### EXERCISE PROMPT
Return the entries below in their exact form, leaving the pictures out.

### GIVEN RECORDS
——

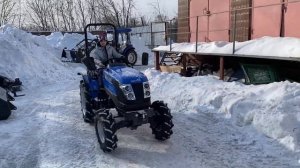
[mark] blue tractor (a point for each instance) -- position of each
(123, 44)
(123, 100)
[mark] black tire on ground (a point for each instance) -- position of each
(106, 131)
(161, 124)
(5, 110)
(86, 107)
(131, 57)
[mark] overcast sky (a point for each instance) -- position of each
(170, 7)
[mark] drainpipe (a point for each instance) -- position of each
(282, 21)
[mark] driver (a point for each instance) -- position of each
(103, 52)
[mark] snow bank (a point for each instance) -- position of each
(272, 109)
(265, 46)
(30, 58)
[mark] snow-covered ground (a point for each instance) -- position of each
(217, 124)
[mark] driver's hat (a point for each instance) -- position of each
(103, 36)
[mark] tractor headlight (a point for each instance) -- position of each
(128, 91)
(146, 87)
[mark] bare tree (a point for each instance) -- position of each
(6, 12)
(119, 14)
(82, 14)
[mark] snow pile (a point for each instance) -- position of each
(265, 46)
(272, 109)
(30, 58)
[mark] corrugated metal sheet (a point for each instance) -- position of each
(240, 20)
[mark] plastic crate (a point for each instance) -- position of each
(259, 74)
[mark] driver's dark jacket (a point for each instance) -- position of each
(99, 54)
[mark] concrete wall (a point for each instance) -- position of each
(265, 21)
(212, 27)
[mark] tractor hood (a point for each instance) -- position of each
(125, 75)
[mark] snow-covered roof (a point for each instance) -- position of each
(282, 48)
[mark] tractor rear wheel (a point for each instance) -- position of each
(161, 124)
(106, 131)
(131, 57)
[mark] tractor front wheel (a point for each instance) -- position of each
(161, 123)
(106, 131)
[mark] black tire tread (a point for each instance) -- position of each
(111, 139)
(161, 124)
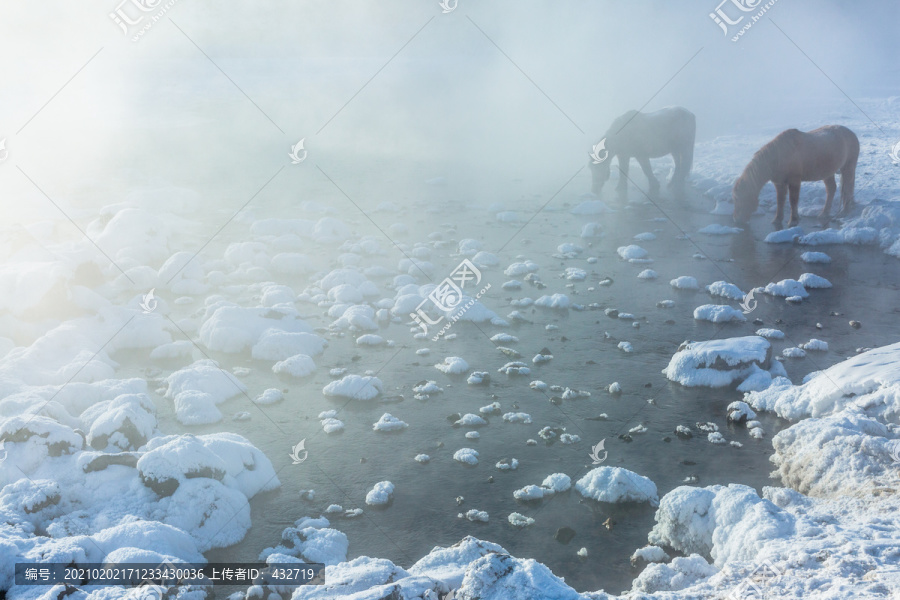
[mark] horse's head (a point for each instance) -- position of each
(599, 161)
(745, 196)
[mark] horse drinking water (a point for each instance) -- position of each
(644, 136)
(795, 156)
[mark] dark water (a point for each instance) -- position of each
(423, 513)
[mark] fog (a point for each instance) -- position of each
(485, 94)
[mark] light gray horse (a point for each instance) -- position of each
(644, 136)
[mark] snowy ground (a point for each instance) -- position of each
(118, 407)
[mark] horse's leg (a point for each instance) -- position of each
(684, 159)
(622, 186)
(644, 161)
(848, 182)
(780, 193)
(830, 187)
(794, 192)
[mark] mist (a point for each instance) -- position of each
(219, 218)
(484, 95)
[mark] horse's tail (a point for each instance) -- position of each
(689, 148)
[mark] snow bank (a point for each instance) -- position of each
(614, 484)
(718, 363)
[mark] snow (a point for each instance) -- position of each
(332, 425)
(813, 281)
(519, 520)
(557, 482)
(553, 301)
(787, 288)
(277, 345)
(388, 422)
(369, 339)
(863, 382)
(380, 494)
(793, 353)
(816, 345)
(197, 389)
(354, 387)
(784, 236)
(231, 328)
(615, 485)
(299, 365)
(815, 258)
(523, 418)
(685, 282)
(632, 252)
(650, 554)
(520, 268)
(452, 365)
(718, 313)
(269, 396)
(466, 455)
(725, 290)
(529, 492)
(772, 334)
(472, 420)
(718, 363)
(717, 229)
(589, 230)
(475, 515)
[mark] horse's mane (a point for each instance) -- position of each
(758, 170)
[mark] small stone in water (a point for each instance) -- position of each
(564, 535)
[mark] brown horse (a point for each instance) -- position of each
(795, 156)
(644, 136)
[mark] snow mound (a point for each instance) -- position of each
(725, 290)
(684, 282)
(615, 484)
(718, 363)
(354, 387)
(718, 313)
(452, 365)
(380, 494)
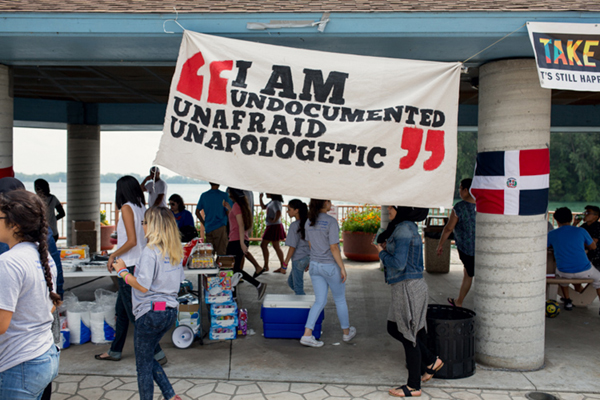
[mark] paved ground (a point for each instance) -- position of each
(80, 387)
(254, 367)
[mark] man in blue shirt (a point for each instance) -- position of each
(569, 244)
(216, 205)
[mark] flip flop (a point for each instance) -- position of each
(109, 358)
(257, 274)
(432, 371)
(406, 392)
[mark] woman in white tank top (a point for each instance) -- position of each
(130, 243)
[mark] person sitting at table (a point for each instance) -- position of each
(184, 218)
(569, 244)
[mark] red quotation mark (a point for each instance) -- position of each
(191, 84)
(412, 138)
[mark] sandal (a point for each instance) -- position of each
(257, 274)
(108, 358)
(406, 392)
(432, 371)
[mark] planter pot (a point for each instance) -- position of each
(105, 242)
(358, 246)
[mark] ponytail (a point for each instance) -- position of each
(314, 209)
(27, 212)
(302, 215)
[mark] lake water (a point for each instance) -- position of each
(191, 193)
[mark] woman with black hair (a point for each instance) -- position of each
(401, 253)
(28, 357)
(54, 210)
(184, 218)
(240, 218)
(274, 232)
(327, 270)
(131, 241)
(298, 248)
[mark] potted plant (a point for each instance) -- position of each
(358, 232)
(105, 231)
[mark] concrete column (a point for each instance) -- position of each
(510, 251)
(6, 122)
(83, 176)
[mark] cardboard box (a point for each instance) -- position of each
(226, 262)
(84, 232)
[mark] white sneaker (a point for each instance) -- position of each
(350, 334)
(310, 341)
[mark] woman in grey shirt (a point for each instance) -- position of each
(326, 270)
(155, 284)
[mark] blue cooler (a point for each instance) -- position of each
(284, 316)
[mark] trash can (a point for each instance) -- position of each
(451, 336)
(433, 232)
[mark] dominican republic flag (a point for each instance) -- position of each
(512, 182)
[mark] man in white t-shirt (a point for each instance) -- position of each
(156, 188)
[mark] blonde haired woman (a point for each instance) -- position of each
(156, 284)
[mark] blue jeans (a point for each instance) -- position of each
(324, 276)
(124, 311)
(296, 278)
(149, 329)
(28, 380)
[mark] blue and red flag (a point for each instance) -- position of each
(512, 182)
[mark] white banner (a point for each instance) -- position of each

——

### YOUR RESPONSE
[mark] blue tractor (a point for each instance) -- position of each
(123, 44)
(123, 100)
[mark] black tire on ground (a point for each instance) -- position of each
(106, 131)
(161, 124)
(5, 110)
(86, 107)
(131, 57)
[mark] overcast sky (a point for each instance) -- position of each
(170, 7)
[mark] drainpipe (a point for each instance) -- position of each
(282, 21)
[mark] driver (a point for each instance) -- position of each
(103, 52)
[mark] snow bank (a point for each instance) -- position of each
(272, 109)
(265, 46)
(30, 58)
[mark] snow-covered ground (a point for each instance) -- position of each
(217, 124)
[mark] driver's hat (a point for each instance) -- position of each
(103, 36)
[mark] tractor headlight (a point for each instance) -- position of each
(128, 91)
(146, 87)
[mark] bare tree (a point for each instance) -- position of each
(6, 12)
(119, 14)
(82, 14)
[mark] snow pile (a point for each instance) -- position of each
(265, 46)
(272, 109)
(30, 58)
[mark] corrugated metal sheet (a point for each instance) -- position of each
(240, 20)
[mark] plastic crate (a point for each instance) -- position of each
(259, 74)
[mark] driver's dark jacket (a point for each instance) -- position of each
(99, 54)
[mark] concrete wall (a point for each instance) -- position of each
(265, 21)
(212, 27)
[mark] tractor hood (a point for each instance) -- position of each
(125, 75)
[mark] snow-covered roof (a point for each instance) -- position of each
(282, 48)
[mark] tractor rear wheel (a point for each instance) -- position of each
(161, 124)
(106, 131)
(131, 57)
[mark] tractor front wheel (a point for each instance) -- position of each
(161, 123)
(106, 131)
[mark] black tire tread (a point for each instance) -- position of each
(111, 139)
(161, 124)
[mark] horse's head (a point for each instance) -- position of each
(599, 161)
(745, 196)
[mark] horse drinking water (a point for each instance) -- position of each
(644, 136)
(795, 156)
[mark] dark water (a point for each instance) -- position of each
(423, 513)
[mark] fog (a point for each instance) -- position of each
(485, 94)
[mark] light gray horse (a point for each instance) -- position of each
(644, 136)
[mark] snowy ground (a point for each instance) -- position of each
(118, 407)
[mark] horse's leg (a point for each instance) -- position of each
(684, 159)
(622, 186)
(644, 161)
(848, 182)
(780, 193)
(830, 187)
(794, 192)
[mark] mist (a point for each instance) -- position of each
(219, 218)
(484, 95)
[mark] horse's tail (a point for each instance) -- position of each
(689, 148)
[mark] snow bank (a point for each instance) -- position of each
(614, 484)
(718, 363)
[mark] snow (a point for each instance) -- position of each
(332, 425)
(813, 281)
(519, 520)
(557, 482)
(553, 301)
(787, 288)
(277, 345)
(388, 422)
(369, 339)
(863, 382)
(380, 494)
(793, 353)
(816, 345)
(197, 389)
(354, 387)
(784, 236)
(231, 328)
(615, 485)
(299, 365)
(815, 258)
(523, 418)
(685, 282)
(632, 252)
(650, 554)
(520, 268)
(452, 365)
(718, 313)
(269, 396)
(466, 455)
(725, 290)
(529, 492)
(772, 334)
(472, 420)
(718, 363)
(717, 229)
(589, 230)
(475, 515)
[mark] horse's mane (a point for each instance) -- position of each
(758, 170)
[mark] small stone in water (a point for each instance) -- position of each
(564, 535)
[mark] brown horse (a point for each instance) -- position of each
(795, 156)
(644, 136)
[mark] snow mound (a point for each instance) -- position of each
(725, 290)
(684, 282)
(615, 484)
(718, 363)
(354, 387)
(718, 313)
(452, 365)
(380, 494)
[mark] paved ground (a point for each instance) -- position of each
(80, 387)
(254, 367)
[mark] man in blue shirt (a point for each instance) -- position of each
(569, 244)
(216, 205)
[mark] flip flop (a point for each instance) -- position of each
(109, 358)
(257, 274)
(432, 371)
(406, 392)
[mark] woman in white tank top (a point for each instance) -- position of each
(130, 243)
[mark] person sitting at table (a point for each instance) -- position of each
(184, 218)
(569, 244)
[mark] red quotation mark (a point for each instance) -- position of each
(191, 84)
(412, 138)
[mark] sandal (a point for each instance) -- position of each
(257, 274)
(108, 358)
(406, 392)
(432, 371)
[mark] planter pot (a point for each instance) -- position of each
(105, 242)
(358, 246)
[mark] ponytail (a point for each instance) -- position of each
(314, 209)
(27, 212)
(302, 215)
[mark] lake water (a point for each instance) -- position of each
(191, 193)
[mark] woman with black hair (a point for each instance) -- position of each
(401, 253)
(28, 357)
(54, 210)
(184, 218)
(240, 218)
(274, 232)
(327, 270)
(131, 241)
(298, 248)
[mark] potted plant (a point for each instance) -- position of each
(358, 232)
(105, 231)
[mark] concrete column (a point for each instance) -- position of each
(510, 251)
(6, 122)
(83, 176)
[mark] cardboard box (a point for each instance) -- position of each
(226, 262)
(84, 232)
[mark] white sneaker (a point for each instance) -- position of each
(350, 334)
(310, 341)
[mark] woman in grey shirt (a point for each instance) -- position of each
(326, 270)
(155, 284)
[mark] blue cooler (a point for each instance) -- position of each
(284, 316)
[mark] trash can (a point for each instance) -- position of each
(451, 336)
(433, 232)
[mark] dominican republic flag (a point for each instance) -- position of each
(512, 182)
[mark] man in white t-shirt (a point for each instance) -- position of each
(156, 188)
[mark] blonde haired woman (a point for each instance) -- position of each
(156, 284)
[mark] blue jeans (a point for each instance) -- position of each
(324, 276)
(124, 311)
(296, 278)
(149, 329)
(28, 380)
[mark] blue and red flag (a point for each instance) -- position of each
(512, 182)
[mark] white banner (a point for each instance) -- position of each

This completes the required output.